--- Data for this exercise ---
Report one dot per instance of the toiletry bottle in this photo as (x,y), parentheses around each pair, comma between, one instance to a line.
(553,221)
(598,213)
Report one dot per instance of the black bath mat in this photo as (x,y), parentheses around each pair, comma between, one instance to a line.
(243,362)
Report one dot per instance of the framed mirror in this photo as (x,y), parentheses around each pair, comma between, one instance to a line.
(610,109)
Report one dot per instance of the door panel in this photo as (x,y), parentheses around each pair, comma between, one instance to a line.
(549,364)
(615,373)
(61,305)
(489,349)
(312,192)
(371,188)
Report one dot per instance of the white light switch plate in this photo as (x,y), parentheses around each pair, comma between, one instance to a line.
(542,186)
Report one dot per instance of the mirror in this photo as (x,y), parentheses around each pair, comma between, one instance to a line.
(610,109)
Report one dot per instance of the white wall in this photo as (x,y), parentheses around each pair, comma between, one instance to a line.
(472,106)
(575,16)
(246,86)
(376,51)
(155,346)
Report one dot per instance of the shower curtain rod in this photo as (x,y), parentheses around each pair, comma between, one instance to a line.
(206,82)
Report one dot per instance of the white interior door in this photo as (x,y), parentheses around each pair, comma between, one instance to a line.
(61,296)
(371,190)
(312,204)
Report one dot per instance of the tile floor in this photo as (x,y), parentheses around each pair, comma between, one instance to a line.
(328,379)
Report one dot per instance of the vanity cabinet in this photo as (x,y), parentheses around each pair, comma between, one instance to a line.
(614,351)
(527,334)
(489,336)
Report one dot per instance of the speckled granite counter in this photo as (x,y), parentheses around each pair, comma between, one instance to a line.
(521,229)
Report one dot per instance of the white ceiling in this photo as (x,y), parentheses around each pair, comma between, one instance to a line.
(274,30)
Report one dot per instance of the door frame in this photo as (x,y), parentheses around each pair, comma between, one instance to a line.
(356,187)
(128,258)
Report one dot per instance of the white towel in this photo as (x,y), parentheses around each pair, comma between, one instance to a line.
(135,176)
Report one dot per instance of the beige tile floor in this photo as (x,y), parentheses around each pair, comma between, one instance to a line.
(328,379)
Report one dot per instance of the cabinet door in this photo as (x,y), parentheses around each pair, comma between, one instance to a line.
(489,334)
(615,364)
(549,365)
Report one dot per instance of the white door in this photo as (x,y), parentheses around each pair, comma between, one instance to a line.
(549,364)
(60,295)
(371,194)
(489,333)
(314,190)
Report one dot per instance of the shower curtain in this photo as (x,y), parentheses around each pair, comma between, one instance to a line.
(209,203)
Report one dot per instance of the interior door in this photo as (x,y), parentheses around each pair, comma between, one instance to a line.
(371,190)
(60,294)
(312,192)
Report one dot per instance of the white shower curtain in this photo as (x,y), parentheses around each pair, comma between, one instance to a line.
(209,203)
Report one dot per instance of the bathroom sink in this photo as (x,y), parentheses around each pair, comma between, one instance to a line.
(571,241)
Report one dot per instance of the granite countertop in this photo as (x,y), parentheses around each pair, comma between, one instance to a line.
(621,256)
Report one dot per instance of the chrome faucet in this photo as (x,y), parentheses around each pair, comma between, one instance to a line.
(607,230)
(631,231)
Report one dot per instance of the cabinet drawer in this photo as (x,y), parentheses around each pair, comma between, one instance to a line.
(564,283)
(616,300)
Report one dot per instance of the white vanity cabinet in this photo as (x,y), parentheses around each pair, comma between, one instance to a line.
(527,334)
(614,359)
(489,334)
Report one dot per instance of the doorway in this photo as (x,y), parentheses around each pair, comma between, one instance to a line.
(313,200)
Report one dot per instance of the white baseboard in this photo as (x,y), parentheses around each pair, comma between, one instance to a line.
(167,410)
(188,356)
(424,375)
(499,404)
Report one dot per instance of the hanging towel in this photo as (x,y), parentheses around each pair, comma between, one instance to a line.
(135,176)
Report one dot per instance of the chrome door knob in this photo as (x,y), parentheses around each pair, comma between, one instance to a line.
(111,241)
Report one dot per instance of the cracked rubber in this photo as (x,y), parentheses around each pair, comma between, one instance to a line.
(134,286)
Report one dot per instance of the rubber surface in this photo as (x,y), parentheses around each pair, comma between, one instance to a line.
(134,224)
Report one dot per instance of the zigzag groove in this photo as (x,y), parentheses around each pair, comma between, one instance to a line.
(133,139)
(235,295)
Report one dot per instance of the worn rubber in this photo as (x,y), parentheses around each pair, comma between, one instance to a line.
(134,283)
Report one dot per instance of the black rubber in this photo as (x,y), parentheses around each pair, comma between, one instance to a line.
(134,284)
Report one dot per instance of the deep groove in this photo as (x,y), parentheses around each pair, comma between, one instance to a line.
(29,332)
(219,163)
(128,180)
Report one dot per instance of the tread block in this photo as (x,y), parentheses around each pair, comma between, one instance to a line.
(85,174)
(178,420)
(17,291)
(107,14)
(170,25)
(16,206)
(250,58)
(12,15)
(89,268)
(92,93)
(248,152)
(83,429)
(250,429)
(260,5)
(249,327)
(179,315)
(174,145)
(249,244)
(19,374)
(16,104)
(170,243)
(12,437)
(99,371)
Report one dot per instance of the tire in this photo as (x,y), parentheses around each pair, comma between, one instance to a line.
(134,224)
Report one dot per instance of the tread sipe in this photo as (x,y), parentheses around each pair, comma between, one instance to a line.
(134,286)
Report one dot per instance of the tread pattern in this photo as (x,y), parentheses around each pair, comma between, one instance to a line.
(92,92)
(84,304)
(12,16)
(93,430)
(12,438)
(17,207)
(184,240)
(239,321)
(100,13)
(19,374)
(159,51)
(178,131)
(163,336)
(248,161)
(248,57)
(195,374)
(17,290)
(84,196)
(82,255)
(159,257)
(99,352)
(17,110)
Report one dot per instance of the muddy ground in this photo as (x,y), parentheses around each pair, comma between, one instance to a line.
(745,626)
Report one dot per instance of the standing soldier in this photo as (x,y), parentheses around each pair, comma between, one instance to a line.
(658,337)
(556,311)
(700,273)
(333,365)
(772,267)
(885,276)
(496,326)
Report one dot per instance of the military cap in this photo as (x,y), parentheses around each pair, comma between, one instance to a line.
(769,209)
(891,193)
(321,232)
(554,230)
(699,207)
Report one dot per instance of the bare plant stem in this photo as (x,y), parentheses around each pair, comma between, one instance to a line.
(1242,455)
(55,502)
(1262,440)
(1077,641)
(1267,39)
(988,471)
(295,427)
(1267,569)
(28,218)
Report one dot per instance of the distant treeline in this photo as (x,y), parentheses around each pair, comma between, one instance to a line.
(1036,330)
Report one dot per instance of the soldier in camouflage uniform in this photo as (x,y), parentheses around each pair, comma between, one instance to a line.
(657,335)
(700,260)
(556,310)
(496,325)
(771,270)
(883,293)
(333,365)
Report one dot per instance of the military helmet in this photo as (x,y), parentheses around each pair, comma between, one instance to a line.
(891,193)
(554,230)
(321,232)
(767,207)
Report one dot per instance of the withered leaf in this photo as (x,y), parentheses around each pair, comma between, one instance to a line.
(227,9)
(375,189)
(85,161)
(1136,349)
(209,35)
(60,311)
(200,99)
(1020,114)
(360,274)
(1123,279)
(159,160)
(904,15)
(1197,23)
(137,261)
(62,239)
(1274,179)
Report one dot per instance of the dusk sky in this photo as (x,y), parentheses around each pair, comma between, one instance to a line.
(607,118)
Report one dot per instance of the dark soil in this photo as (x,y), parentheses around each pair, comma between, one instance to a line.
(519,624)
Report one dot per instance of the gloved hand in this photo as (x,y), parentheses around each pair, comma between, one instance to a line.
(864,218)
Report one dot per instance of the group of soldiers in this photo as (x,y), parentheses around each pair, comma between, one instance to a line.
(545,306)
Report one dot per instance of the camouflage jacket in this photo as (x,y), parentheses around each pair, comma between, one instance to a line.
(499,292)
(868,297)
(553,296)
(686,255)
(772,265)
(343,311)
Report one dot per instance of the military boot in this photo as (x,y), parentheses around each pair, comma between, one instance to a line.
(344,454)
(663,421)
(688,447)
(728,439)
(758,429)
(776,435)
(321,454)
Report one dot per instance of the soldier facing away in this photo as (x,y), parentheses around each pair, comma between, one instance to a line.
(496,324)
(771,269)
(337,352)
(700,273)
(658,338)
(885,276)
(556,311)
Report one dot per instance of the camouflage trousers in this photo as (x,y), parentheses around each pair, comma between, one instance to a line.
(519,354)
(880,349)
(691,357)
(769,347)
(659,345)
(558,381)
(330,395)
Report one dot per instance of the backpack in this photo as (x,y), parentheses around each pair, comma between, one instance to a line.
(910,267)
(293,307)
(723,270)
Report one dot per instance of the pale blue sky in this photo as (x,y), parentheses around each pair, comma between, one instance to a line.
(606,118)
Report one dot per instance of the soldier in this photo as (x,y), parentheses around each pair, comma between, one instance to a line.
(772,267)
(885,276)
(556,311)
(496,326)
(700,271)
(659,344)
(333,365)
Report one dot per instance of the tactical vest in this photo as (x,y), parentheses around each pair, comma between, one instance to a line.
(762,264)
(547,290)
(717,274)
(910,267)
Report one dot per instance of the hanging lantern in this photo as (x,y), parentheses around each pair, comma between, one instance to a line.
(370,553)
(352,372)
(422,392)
---
(Written exercise): Starting with the row that contains "Report one dot per instance of the soldier in this" and going on through the last row, write out every row again, requests included. In the answers, multiply each x and y coordinate by 2.6 and round to the nearest whole number, with halves rounding up.

(Task solution):
Report one dot per instance of the soldier in this photo as (x,y), parentheses around each pair, comma between, one instance to a line.
(2007,694)
(2301,718)
(1446,809)
(1290,848)
(1820,705)
(1713,894)
(866,949)
Report one dot per instance of the tactical vest in this photo as (x,y), parentheses around each pair, comma between, one instance to a line.
(1981,686)
(1422,754)
(1864,712)
(2366,694)
Report one dot per instance of the hanging lantern in this photo as (x,y), parentheses around each pair, comma between, one instance to a line.
(962,1438)
(915,967)
(1097,1019)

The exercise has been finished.